*Exercise requirements:* Reproduce word for word the lines of the records below, from the line containing "Question. For every instance of the white star" through the end of the records.

Named object pointing entries:
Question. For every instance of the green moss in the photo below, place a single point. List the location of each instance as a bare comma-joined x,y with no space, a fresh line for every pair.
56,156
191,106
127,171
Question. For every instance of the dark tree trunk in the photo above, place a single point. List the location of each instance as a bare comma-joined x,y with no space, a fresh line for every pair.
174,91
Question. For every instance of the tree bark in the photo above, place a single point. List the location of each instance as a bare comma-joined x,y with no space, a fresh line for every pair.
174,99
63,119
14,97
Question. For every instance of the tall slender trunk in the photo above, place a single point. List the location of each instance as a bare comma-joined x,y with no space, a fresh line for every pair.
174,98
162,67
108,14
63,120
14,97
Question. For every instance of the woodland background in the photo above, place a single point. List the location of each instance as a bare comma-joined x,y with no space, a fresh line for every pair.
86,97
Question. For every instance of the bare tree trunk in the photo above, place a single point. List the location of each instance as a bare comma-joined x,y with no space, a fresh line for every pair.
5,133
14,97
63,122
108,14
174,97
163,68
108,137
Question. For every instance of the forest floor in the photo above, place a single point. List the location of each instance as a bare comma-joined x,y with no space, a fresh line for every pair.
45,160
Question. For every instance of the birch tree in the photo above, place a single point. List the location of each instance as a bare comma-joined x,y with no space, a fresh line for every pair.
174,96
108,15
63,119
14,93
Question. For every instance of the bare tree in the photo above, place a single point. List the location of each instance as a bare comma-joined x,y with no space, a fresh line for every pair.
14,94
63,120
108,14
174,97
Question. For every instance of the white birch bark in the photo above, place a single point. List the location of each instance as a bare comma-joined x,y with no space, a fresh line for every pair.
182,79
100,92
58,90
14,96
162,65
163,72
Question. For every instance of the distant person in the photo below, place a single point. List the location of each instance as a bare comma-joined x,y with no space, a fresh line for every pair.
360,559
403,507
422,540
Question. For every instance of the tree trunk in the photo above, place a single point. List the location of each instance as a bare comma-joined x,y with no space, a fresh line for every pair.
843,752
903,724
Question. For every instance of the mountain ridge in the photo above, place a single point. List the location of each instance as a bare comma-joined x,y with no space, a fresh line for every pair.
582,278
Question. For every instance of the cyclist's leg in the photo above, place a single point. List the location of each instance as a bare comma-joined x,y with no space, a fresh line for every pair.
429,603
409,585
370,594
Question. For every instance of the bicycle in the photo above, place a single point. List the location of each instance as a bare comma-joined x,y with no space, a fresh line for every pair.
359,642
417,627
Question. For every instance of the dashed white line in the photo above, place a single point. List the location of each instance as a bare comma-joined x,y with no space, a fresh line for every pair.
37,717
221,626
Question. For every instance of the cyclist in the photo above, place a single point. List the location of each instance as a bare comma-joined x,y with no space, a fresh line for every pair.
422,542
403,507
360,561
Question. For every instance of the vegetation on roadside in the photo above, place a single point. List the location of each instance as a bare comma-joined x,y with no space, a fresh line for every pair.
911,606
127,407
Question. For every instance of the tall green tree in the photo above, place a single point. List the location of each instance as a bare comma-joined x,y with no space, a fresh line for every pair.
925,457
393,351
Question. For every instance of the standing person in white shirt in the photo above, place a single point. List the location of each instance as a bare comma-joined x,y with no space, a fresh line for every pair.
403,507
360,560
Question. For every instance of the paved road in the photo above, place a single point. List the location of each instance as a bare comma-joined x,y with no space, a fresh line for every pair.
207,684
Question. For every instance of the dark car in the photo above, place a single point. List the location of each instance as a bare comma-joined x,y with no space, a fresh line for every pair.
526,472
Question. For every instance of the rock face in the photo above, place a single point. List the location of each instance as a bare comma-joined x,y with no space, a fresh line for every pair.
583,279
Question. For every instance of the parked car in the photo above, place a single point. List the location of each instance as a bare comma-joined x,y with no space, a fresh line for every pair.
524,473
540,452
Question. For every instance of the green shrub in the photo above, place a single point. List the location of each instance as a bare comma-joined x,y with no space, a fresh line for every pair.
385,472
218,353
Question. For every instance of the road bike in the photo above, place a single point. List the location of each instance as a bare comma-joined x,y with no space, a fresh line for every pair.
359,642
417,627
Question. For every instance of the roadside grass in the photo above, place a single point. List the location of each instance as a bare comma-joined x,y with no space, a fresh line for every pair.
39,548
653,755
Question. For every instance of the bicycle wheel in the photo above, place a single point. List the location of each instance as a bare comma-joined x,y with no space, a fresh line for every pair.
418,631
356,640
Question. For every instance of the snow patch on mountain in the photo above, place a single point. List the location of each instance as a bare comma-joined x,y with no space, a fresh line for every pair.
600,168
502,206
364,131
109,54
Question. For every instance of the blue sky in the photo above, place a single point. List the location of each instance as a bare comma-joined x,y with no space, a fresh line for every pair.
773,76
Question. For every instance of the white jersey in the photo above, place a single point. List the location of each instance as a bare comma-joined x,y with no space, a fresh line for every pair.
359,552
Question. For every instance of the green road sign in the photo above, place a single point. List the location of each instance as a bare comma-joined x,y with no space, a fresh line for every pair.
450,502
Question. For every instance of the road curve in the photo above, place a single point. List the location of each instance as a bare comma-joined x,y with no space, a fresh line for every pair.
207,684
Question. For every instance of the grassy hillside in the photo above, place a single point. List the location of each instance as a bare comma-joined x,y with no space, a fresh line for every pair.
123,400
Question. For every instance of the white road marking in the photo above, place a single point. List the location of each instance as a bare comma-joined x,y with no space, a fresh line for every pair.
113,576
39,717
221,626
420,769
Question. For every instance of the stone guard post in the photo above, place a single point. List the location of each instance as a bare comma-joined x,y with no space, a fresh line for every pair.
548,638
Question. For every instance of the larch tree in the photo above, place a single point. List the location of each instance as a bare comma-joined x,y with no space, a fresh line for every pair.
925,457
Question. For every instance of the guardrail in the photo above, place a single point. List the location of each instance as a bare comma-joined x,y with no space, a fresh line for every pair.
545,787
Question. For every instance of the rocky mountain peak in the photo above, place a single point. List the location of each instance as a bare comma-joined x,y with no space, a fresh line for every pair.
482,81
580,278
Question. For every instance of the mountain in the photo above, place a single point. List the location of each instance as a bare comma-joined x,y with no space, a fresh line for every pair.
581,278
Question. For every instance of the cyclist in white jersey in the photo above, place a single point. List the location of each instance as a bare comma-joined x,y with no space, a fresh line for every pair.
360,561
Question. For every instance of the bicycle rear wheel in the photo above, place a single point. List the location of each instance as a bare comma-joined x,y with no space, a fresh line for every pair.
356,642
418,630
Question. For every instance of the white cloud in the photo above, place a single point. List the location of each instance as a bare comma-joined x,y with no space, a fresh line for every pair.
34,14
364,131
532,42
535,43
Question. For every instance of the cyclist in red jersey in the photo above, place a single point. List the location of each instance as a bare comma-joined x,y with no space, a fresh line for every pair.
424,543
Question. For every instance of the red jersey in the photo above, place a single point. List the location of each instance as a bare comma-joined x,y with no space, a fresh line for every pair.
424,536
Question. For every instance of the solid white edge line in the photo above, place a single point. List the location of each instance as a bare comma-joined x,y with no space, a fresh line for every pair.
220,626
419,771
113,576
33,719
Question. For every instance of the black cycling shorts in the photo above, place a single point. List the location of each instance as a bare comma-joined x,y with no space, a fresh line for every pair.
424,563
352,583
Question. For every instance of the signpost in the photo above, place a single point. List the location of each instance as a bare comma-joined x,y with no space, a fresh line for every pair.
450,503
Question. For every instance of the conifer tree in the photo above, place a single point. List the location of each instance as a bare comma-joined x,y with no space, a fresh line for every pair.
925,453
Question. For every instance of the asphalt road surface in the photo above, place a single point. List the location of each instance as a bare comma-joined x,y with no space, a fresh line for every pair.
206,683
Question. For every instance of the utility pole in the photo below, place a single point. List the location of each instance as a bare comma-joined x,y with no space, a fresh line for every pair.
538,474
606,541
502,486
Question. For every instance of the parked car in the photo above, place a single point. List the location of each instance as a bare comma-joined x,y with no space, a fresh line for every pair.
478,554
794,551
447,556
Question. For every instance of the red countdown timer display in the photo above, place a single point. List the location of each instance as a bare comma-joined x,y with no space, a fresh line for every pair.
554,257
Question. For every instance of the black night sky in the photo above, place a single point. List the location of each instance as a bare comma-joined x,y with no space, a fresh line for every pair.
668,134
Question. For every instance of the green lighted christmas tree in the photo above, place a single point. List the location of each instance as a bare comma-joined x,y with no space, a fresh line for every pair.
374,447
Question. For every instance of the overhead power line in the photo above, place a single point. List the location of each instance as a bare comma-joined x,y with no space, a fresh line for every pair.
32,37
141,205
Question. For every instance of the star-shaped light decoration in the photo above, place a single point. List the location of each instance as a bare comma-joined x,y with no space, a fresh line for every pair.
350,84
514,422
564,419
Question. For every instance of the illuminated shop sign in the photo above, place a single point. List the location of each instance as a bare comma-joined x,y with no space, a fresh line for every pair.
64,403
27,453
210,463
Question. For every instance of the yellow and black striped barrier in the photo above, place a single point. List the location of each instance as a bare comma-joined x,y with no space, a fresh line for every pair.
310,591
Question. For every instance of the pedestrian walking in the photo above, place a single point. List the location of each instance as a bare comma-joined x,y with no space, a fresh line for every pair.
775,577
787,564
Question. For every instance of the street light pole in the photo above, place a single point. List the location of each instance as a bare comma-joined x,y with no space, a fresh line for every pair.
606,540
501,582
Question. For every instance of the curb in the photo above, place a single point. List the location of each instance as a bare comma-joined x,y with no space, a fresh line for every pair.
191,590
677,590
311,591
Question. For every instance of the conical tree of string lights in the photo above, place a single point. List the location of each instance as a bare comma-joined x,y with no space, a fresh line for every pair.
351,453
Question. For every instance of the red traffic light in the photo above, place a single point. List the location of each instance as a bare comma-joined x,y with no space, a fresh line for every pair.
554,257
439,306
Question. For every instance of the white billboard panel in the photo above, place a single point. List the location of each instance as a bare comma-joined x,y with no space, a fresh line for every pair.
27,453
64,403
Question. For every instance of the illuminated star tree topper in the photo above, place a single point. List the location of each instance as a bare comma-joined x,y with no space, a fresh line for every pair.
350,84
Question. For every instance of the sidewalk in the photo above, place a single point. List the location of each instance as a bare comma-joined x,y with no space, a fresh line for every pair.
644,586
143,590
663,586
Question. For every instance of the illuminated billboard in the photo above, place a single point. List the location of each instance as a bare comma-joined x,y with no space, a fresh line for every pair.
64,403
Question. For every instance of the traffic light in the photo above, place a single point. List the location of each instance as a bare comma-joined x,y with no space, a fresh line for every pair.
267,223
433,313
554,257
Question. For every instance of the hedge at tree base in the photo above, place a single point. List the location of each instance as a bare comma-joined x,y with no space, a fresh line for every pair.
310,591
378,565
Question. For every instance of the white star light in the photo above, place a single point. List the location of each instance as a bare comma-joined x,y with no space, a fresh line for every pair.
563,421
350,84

*Solution:*
Question. For every instance of the white star light in the photo above, place a single point. List the location of each instance as a bare comma-joined x,y with no space, a fresh line for every pair.
563,421
350,84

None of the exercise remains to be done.